» **Texto apresentado**
2015/05/13

Atrevam-se!

Perante os sinais evidentes da falência total das democracias ocidentais, como esta em que vivemos, o que Manuel Arriaga nos propõe neste seu "Reinventar a Democracia, 5 ideias para um futuro diferente" é simples: como criar uma verdadeira alternativa de controlo e exercício do poder que não seja um travesti deste sistema que faliu?
Um corolário imediato desta proposta é o seguinte: poderão as “alternativas” que vemos surgirem por aí quase todos os dias, dentro e fora do sistema, ser consideradas verdadeiras alternativas?
E há um outro corolário óbvio, que se pode ainda extrair: é possível construir um alternativa sem cair na tentação de usar os mesmos meios que o sistema que queremos reformarusa, eles próprios sustentáculos e causas dessa falência?
A resposta a estas perguntas é simples: sim, é possível, usando a inteligência. A única forma que o Homem teve para assegurar a sobrevivência da espécie durante 200 000 anos.
As palavras chave, neste caso, são "usar" e "inteligência".
A democracia de tipo ocidental é um sistema cheio de imperfeições, que tem, por via delas, destruído a sua própria promessa. A democracia ocidental está hoje no estado daqueles corpos que, sem alimento, começam a consumir as suas próprias gorduras até nada mais restar.

» **Linhas fornecidas**
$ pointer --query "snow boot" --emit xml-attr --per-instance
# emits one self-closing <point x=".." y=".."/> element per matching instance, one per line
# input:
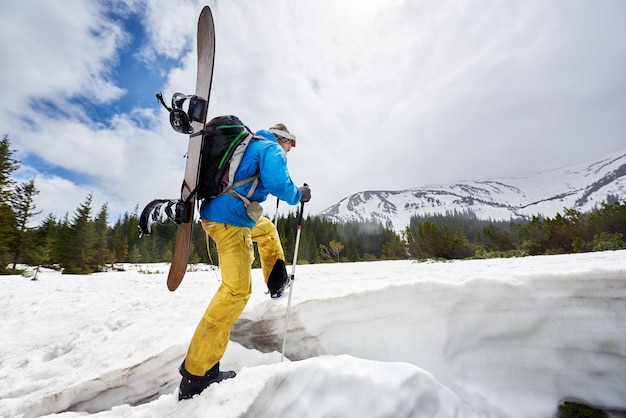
<point x="278" y="280"/>
<point x="191" y="385"/>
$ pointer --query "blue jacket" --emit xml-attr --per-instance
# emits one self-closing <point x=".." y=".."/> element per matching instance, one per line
<point x="264" y="157"/>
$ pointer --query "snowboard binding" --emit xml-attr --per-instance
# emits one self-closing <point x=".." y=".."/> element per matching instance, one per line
<point x="181" y="119"/>
<point x="162" y="210"/>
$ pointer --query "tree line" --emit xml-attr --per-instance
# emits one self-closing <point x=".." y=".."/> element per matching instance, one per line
<point x="88" y="242"/>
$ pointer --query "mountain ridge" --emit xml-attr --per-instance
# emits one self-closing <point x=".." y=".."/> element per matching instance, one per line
<point x="581" y="187"/>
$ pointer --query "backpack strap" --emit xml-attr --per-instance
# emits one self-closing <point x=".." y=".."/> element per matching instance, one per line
<point x="246" y="199"/>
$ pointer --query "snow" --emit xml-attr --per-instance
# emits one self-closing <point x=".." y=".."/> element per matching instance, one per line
<point x="494" y="338"/>
<point x="582" y="187"/>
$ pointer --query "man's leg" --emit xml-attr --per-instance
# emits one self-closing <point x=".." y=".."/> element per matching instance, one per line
<point x="264" y="233"/>
<point x="234" y="247"/>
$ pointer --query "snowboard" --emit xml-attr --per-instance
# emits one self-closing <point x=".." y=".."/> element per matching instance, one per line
<point x="204" y="77"/>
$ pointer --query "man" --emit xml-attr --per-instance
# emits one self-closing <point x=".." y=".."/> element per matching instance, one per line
<point x="227" y="221"/>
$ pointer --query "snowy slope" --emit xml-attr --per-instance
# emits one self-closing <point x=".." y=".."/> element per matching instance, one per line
<point x="582" y="187"/>
<point x="496" y="338"/>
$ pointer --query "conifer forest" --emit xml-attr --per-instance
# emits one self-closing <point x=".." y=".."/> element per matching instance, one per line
<point x="87" y="241"/>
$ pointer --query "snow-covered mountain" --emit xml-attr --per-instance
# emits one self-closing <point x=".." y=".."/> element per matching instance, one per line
<point x="582" y="187"/>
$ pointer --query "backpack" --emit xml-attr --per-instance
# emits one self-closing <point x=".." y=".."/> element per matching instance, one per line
<point x="224" y="141"/>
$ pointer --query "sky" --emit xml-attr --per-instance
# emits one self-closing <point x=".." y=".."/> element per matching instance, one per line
<point x="505" y="338"/>
<point x="381" y="95"/>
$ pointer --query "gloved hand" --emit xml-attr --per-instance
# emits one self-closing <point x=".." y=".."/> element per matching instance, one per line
<point x="306" y="193"/>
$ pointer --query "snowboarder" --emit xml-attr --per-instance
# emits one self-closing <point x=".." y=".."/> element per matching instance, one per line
<point x="226" y="220"/>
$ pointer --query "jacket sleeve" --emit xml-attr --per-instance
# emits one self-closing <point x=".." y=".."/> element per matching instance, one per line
<point x="275" y="176"/>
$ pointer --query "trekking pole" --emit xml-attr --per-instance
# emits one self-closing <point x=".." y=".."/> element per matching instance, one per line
<point x="276" y="214"/>
<point x="292" y="277"/>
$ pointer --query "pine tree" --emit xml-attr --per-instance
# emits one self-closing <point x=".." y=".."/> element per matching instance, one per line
<point x="101" y="238"/>
<point x="81" y="255"/>
<point x="23" y="203"/>
<point x="7" y="216"/>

» **Exercícios propostos**
A) Segundo o texto sobre a democracia, qual é o título do livro de Manuel Arriaga?
B) Transcreva, por favor, o trecho do texto sobre a democracia que vai de "E há um outro" até "nada mais restar.", inclusive.
As linhas não têm qualquer relação com o texto sobre a democracia.

» **Soluções dos exercícios**
A) "Reinventar a Democracia, 5 ideias para um futuro diferente".

B)
E há um outro corolário óbvio, que se pode ainda extrair: é possível construir um alternativa sem cair na tentação de usar os mesmos meios que o sistema que queremos reformarusa, eles próprios sustentáculos e causas dessa falência?
A resposta a estas perguntas é simples: sim, é possível, usando a inteligência. A única forma que o Homem teve para assegurar a sobrevivência da espécie durante 200 000 anos.
As palavras chave, neste caso, são "usar" e "inteligência".
A democracia de tipo ocidental é um sistema cheio de imperfeições, que tem, por via delas, destruído a sua própria promessa. A democracia ocidental está hoje no estado daqueles corpos que, sem alimento, começam a consumir as suas próprias gorduras até nada mais restar.